Tasks to complete:
#1 According to the blog post about the Star Wars trilogy release, in what year was the original trilogy re-released in theaters?
#2 Decide whether each statement below agrees with the blog post about the Star Wars trilogy release, answering yes or no and quoting the words of the post that decide it. (a) The writer received the news during the second game of a softball double-header. (b) The altered films changed the music during the Ewok celebration at the end of Jedi. (c) In the original release, Greedo fires his blaster before Han does.

Text section:
Thursday, May 04, 2006

Han fires first!!

I just received the best news I have heard in months, maybe even years. In the middle of the second game of a softball double-header last night, my budddy called me up to tell me that Lucasfilm Ltd. has agreed to finally release the Original Star Wars Trilogy (unaltered, non-special edition) on DVD. To quote Napoleon Dynamite, "yessssssssss."

For the uninitiated (those of you who aren't as patently pathetic and lame as myself), the original trilogy was re-released in theaters in 1997. The films were labeled "Special Edition" because George Lucas had gone back to the original film stock and digitally restored it so that it finally brought to life the grainy VHS versions so many of us had been lugging around for years. However, unbeknownst to most fans during the run-up to the theatrical release, Lucas decided to digitally alter the original films and make what he thought were "improvements." Would Van Gogh ever go back and touch up the Mona Lisa? No, because why mess with perfection. Well George Lucas in all of his megalomaniacal glory had no such reservations and added new non-sequitur scenes (in all three films) to show off the expanding digital capabilities of Industrial Light and Magic, changed the music during the Ewok Celebration at the end of Jedi, and in the most blasphemous of sins altered the Cantina showdown between Han Solo and bounty hunter Greedo.

In the original release, the film immediately establishes what a badass Han Solo is by having him casually blast Greedo, mid-conversation, while sitting in a booth after realizing that the bounty hunter was either going to rob him, kill him, or both. For unfathomable reason, Lucas opted to digitally alter this scene for the "Special Edition" to have Greedo fire his blaster first and then have Han shoot him in an act of self defense thus completely altering the tone of his character. It was one of the worst things I had ever scene and since that time Lucas has maintained that the "Special Editions" represent his ultimate vision for the films and that the original versions would never see the light of day on DVD. Well all that has changed.

We are finally going to get what every dork has dreamed of for years; the greatest film experience in modern history in pristine digital format in all of its original unspoiled glory. Is this a big deal? Yes, it is fucking huge. For a generation of dorks who grew up ensconced within the culutre of Star Wars, it is such a releief to have a beloved character returned to his rightful place as the baddest muthafucka in the galaxy. (Yes, even badder than Boba Fett.)

3 Comments:

At 5/08/2006 9:29 PM, Anonymous Anonymous said...

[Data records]
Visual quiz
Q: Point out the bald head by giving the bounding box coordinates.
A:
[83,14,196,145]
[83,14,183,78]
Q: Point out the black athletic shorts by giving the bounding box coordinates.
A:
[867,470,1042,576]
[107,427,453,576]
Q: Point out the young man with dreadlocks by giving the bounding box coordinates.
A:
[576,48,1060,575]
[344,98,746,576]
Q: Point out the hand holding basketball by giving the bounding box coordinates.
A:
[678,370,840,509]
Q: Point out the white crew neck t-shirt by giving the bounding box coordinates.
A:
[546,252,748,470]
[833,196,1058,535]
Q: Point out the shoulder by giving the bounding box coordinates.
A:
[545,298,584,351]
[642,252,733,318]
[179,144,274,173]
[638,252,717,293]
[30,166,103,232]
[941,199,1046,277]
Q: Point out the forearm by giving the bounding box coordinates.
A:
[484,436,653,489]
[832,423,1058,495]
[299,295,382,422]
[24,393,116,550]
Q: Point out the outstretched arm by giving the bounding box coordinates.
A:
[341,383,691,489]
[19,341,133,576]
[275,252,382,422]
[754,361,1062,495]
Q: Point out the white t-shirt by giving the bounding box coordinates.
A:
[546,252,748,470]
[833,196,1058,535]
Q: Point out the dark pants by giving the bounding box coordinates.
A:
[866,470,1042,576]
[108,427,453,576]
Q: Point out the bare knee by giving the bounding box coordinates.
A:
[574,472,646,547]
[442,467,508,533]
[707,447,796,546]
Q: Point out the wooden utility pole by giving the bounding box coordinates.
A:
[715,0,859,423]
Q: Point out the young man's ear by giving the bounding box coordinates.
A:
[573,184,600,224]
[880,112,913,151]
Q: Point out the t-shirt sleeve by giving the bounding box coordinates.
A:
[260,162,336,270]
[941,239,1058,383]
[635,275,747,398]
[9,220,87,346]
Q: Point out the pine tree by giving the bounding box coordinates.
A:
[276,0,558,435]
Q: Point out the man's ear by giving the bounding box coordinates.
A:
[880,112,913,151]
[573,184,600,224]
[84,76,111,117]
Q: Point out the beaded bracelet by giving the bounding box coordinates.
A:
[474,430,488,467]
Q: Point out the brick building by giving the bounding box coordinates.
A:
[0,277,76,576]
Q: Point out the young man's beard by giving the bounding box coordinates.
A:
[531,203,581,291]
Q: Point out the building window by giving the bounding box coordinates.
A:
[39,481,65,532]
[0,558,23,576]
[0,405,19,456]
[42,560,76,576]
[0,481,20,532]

Task-by-task answers:
#1 1997

#2
(a) Yes: "In the middle of the second game of a softball double-header last night, my budddy called me up"
(b) Yes: "changed the music during the Ewok Celebration at the end of Jedi"
(c) No: "In the original release, the film immediately establishes what a badass Han Solo is by having him casually blast Greedo, mid-conversation"